Extrait fourni —
A visiter ! http://aixtal.blogspot.com/2007/03/texte-richesse-lexicale.html

Texte: Richesse lexicale
Un billet un peu plus technique aujourd'hui... J'essaie de ne pas en abuser pour ne pas plomber l'audimat ! On me pose souvent la question : qui de nos candidats a le vocabulaire le plus riche ? Comme dirait Ségo : Bonne question, merci de me l'avoir posée... Car la réponse est tout sauf simple. La richesse lexicale d'un texte est une notion intuitive et très subjective. On y réfléchit depuis bien longtemps en littérature, mais elle est extrêmement difficile à formaliser. De plus, notre perception est peut-être bien sujette en la matière à des illusions d'optique. Mon éminent collègue Etienne Brunet a ainsi montré que le vocabulaire de Zola donnait l'impression de la complexité par l'usage de mots assez rares, mais qu'au total, cet usage était assez ponctuel, et contrebalancé par un vocabulaire relativement simple dans le reste de ses textes...

Comment quantifier la richesse lexicale d'un texte de façon rigoureuse ? L'idéal serait de disposer d'un indice qu'on pourrait calculer automatiquement, et qui permettrait de positionner n'importe quel texte sur une échelle, par exemple entre 0 et 1. Malheureusement, on s'y essaie depuis les années 1940, et tous les indices qu'on a proposés s'avèrent biaisés : ils dépendent en effet de façon drastique de la taille des textes. Ils permettent de comparer des textes de tailles voisines, mais deviennent trompeurs quand les tailles sont très différentes.

Pour vous donner un exemple, l'indice le plus simple que l'on puisse imaginer, c'est de compter le nombre total de mots du texte étudié ainsi que le nombre de mots différents, et de faire le rapport entre les deux. Prenons par exemple le
discours de Ségolène Royal à Villepinte : un total de 12819 mots pour 2707 mots différents. Pour clarifier les choses, on parle d'occurrences et de formes : 12819 occurrences, 2707 formes. Le rapport fomes/occurrences (dont j'ai déjà parlé ici à propos des splogs — en anglais type/token ratio) est de 0,21. Son discours de voeux du 4 janvier comportait 1119 formes pour 3483 occurrences, soit un rapport de 0,32. Est-ce à dire que son discours de voeux était plus riche que le discours de Villepinte ? C'est là que le bât blesse : on ne peut rien conclure, car les textes sont de tailles différentes, et les textes courts ont toujours tendance à avoir un rapport formes/occurrences plus élevé que les textes longs...

Détails de l'exercice —
Prolongez l'extrait sur la richesse lexicale des textes en reprenant juste après sa dernière phrase.

Données fournies —
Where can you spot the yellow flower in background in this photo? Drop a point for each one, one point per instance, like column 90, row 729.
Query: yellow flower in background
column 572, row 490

Résultat —
L'indice en question est donc inutilisable pour comparer directement deux textes, sauf s'ils sont de tailles très voisines. Mais le paysage change si l'on dispose d'un nombre important de textes. On peut alors reporter le nombre d'occurrences et le nombre de formes de chaque texte sur un graphique, et chaque texte peut être rapporté à la tendance globale. C'est ce que j'ai fait pour tous les discours de la base
Discours 2007, pour les quatre «grands» candidats. Chaque point représente un des discours :


On constate pour chacun des candidats l'atténuation du rapport formes/occurrences que je mentionnais plus haut : les courbes de tendances s'infléchissent lorsque la taille des textes augmente (pour les techniciens: je les ai modélisées par une loi de puissance). Mais la position relative des courbes de tendance nous montre des différences entre auteurs. La courbe de Le Pen est clairement au-dessus des autres (et les points qui représentent ses textes se détachent à peu près tous du reste).

On peut donc affirmer que les discours de Jean-Marie Le Pen sont nettement plus «riches» lexicalement que ceux des trois autres candidats, qui se tiennent, quant à eux, dans un mouchoir de poche. Bien entendu, «riche» n'implique aucun jugement de valeur, ni de compréhensibilité. Cela veut simplement dire qu'ils contiennent plus de mots différents.

Etonnant, non, pour le candidat que l'on décrit comme le plus «populiste» ?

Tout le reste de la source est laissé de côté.